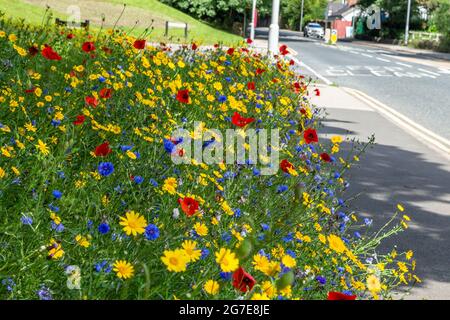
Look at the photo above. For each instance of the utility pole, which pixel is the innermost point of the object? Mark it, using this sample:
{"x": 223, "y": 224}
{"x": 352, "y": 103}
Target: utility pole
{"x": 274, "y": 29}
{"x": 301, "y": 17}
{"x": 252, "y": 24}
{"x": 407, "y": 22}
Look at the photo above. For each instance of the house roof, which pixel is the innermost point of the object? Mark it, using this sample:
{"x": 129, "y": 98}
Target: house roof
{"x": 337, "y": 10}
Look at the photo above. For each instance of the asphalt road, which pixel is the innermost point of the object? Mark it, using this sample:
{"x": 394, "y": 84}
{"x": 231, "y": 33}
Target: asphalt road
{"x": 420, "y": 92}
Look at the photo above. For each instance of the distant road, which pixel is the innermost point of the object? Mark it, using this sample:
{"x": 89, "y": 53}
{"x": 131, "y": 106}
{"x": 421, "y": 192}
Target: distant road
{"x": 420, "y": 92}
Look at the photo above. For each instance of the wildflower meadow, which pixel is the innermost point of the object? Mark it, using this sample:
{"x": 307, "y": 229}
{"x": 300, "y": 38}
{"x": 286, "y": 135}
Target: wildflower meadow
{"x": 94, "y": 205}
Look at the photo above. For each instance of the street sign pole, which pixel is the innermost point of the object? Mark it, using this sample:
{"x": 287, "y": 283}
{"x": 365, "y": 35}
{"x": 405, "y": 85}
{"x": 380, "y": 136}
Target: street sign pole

== == ==

Aim
Reproduce each record from above exactly; pictures do not belong in the copy.

Answer to this exercise
Look at the photo above. For each instance of the utility pole, which pixel is the innermost point of the object? Mark it, using this sample:
{"x": 223, "y": 224}
{"x": 352, "y": 103}
Target: utility pole
{"x": 274, "y": 29}
{"x": 301, "y": 17}
{"x": 252, "y": 24}
{"x": 407, "y": 22}
Look at the photo above. For each instance of the house roof, which pixel is the innermost point of the object? Mark it, using this sample:
{"x": 129, "y": 98}
Target: house roof
{"x": 337, "y": 10}
Look at the photo above. For each instance of the asphalt road, which pixel is the innermost point of the object? Mark it, using this sample:
{"x": 394, "y": 84}
{"x": 231, "y": 33}
Target: asphalt road
{"x": 420, "y": 92}
Look at the photo above. For each instance of the distant road, which pixel is the innermost point of the object? Mark it, using this sample:
{"x": 89, "y": 53}
{"x": 131, "y": 106}
{"x": 421, "y": 192}
Target: distant road
{"x": 420, "y": 92}
Look at the photo above. For each instance of the wildflower meadow, which pixel is the innermost point of the object? Mark it, using this sample:
{"x": 307, "y": 229}
{"x": 300, "y": 38}
{"x": 286, "y": 135}
Target: wildflower meadow
{"x": 94, "y": 205}
Look at the photo above. For each instance of the street sign pole, which pixel is the innermost point of the object? Mark it, using this sample:
{"x": 287, "y": 283}
{"x": 365, "y": 35}
{"x": 405, "y": 85}
{"x": 380, "y": 136}
Target: street sign pole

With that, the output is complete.